(Records from a collection)

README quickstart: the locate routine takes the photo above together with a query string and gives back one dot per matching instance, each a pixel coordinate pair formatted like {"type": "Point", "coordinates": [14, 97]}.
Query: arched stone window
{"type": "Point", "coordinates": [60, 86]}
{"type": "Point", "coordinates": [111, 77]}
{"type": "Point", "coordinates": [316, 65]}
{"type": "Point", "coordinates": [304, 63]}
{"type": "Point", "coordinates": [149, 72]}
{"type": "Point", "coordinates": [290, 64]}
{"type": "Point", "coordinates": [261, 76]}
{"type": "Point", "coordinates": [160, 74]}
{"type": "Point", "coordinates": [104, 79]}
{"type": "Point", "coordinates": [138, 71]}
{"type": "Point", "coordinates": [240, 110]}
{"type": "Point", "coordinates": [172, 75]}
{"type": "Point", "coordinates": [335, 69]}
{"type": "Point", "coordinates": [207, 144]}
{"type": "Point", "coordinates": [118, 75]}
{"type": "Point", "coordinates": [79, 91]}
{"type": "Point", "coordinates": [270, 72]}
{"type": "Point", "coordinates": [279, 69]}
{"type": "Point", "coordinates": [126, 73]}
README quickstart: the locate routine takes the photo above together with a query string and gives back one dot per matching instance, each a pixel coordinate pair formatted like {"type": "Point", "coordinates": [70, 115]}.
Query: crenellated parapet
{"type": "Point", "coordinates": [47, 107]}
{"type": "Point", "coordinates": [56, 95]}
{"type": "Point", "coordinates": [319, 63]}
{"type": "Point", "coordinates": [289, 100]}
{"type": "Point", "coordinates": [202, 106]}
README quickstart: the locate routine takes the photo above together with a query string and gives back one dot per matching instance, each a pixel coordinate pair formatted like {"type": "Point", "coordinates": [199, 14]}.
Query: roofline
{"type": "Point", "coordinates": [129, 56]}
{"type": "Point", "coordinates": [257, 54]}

INSTRUCTIONS FOR THE TASK: Swap every "query string" in the material for "text prompt" and reproduce it with nothing else altered.

ANSWER IN FULL:
README quickstart: the locate routine takes the photo above together with a text prompt and gives back one dot per matching instance, each a pixel coordinate pair formatted like {"type": "Point", "coordinates": [14, 97]}.
Query: arched stone window
{"type": "Point", "coordinates": [60, 86]}
{"type": "Point", "coordinates": [111, 77]}
{"type": "Point", "coordinates": [316, 65]}
{"type": "Point", "coordinates": [304, 63]}
{"type": "Point", "coordinates": [149, 72]}
{"type": "Point", "coordinates": [290, 64]}
{"type": "Point", "coordinates": [261, 76]}
{"type": "Point", "coordinates": [160, 74]}
{"type": "Point", "coordinates": [104, 79]}
{"type": "Point", "coordinates": [138, 71]}
{"type": "Point", "coordinates": [240, 110]}
{"type": "Point", "coordinates": [172, 75]}
{"type": "Point", "coordinates": [335, 69]}
{"type": "Point", "coordinates": [207, 144]}
{"type": "Point", "coordinates": [118, 75]}
{"type": "Point", "coordinates": [79, 91]}
{"type": "Point", "coordinates": [270, 72]}
{"type": "Point", "coordinates": [279, 69]}
{"type": "Point", "coordinates": [126, 73]}
README quickstart: the locate routine takes the photo above together with a text prompt and gives back one dot per matching instance, each a pixel coordinate pair formatted like {"type": "Point", "coordinates": [70, 115]}.
Query: crenellated parapet
{"type": "Point", "coordinates": [47, 107]}
{"type": "Point", "coordinates": [56, 95]}
{"type": "Point", "coordinates": [319, 63]}
{"type": "Point", "coordinates": [289, 100]}
{"type": "Point", "coordinates": [202, 106]}
README quickstart: the locate routine takes the photo above together with a text prompt and gives back one dot per matching instance, each a pixel coordinate pair formatted like {"type": "Point", "coordinates": [199, 14]}.
Query: roofline
{"type": "Point", "coordinates": [129, 56]}
{"type": "Point", "coordinates": [257, 54]}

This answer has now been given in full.